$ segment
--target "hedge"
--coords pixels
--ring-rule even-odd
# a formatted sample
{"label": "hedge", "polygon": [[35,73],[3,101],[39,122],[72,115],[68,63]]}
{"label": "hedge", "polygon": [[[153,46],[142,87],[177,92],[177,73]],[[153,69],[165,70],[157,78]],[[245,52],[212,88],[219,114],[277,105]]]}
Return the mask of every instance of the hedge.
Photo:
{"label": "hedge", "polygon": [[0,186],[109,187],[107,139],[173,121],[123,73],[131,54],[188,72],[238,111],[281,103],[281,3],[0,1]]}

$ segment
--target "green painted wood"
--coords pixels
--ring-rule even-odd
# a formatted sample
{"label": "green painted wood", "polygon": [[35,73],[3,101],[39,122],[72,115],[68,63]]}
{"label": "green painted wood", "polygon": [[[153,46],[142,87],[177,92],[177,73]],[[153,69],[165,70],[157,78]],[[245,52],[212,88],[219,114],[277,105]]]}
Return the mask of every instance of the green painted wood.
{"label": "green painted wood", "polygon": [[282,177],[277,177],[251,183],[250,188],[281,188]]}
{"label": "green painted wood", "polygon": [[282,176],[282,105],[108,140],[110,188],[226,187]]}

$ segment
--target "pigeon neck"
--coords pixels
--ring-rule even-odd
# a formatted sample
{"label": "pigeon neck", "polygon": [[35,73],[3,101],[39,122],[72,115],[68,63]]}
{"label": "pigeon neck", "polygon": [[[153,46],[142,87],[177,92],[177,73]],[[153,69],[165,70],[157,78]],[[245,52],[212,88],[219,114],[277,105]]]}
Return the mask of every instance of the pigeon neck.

SHORT EXERCISE: Select every line in the records above that contains the word "pigeon" and copy each one in full.

EXERCISE ANSWER:
--target "pigeon neck"
{"label": "pigeon neck", "polygon": [[35,73],[3,101],[39,122],[72,115],[68,63]]}
{"label": "pigeon neck", "polygon": [[[153,46],[142,87],[177,92],[177,73]],[[153,69],[165,70],[157,78]],[[245,52],[212,88],[219,114],[277,105]]]}
Return the mask of every instance of the pigeon neck.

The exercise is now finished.